=== PROBLEM TO WORK ON ===
Print every entry exactly as written.

=== ENTRIES PROVIDED ===
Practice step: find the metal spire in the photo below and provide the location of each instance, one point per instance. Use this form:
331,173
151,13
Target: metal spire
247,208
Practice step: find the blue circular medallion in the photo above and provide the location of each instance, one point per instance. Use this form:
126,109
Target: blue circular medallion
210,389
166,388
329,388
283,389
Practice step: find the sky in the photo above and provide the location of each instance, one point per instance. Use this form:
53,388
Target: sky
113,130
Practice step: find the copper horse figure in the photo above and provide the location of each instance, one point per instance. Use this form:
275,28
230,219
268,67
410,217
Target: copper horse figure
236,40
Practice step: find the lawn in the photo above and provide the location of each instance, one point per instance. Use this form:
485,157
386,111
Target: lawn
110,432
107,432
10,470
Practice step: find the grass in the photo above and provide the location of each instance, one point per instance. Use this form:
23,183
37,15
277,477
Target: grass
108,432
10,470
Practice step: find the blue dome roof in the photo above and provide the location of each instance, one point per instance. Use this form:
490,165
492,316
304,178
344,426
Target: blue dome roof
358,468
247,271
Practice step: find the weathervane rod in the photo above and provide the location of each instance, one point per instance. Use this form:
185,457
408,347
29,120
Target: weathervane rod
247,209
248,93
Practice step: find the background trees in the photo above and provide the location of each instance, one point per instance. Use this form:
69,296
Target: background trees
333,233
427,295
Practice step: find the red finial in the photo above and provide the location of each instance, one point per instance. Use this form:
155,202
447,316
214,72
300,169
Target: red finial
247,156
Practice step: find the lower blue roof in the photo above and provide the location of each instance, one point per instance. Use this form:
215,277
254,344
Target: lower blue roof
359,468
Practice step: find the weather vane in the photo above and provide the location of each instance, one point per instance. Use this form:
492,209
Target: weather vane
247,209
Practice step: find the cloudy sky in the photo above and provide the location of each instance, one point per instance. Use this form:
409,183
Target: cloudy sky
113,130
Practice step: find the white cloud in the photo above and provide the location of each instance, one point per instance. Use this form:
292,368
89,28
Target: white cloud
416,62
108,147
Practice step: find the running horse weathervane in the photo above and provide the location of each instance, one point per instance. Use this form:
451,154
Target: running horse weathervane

=== REPLY ===
Practice step: find the metal spire in the photo below and provide the location of each instance, one point per instance. Use this form:
331,173
151,13
Target: metal spire
247,208
Practice step: find the blue circular medallion in the photo above and provide the location of each instance, one point per instance. Use this form:
126,109
Target: blue circular medallion
210,389
166,388
329,388
283,389
Practice step: find the sky in the photo above and provide the location of each instance, one point per instance. Use this form:
53,388
Target: sky
113,130
Practice step: find the copper horse figure in the photo above and provide the location of each instance, one point per instance. Use this form:
275,28
230,219
268,67
410,217
Target: copper horse figure
236,40
Practice step: find the lawn in the photo above and provide the location of each instance, one point per instance. Use this form:
485,157
386,111
Target: lawn
110,432
107,432
10,470
Practice step: find the grass in the photo above and provide the location of each instance, one point per instance. Use this form:
23,183
37,15
277,477
Target: grass
108,432
10,470
Practice step: find the blue dome roof in the photo above and provide the location of each instance, one point per instance. Use this form:
490,165
492,316
304,178
344,426
Target: blue dome roof
358,468
247,271
Practice step: find the weathervane rod in the photo above and provide the location of each instance, one point per instance. Use this form:
185,457
408,347
29,120
Target: weathervane rod
247,209
248,93
Practice step: find the background trees in the photo above and provide the location of each instance, one point per instance. Use this form:
69,296
Target: background trees
333,233
427,295
Practice step: find the red finial in the photo above and provide the location of each instance, one point per instance. Use this form:
155,202
447,316
214,72
300,169
Target: red finial
247,156
Practice step: find the lower blue roof in the photo above and provide the location of each instance, one point per instance. Use this form:
215,277
254,344
Target: lower blue roof
359,468
Practice step: find the weather vane in the photo above and provide the location of each instance, one point per instance. Use this form:
492,209
Target: weather vane
247,209
Practice step: find the cloudy sky in the photo above and provide the location of each instance, one point per instance. Use this form:
409,183
Target: cloudy sky
113,130
Practice step: find the white cloud in the photo above and provide the location of each instance, one point per instance. Use this form:
292,368
89,28
Target: white cloud
416,62
108,147
Practice step: find the running horse weathervane in the photo above and provide the location of each instance, one point per instance. Use this form:
451,154
Target: running horse weathervane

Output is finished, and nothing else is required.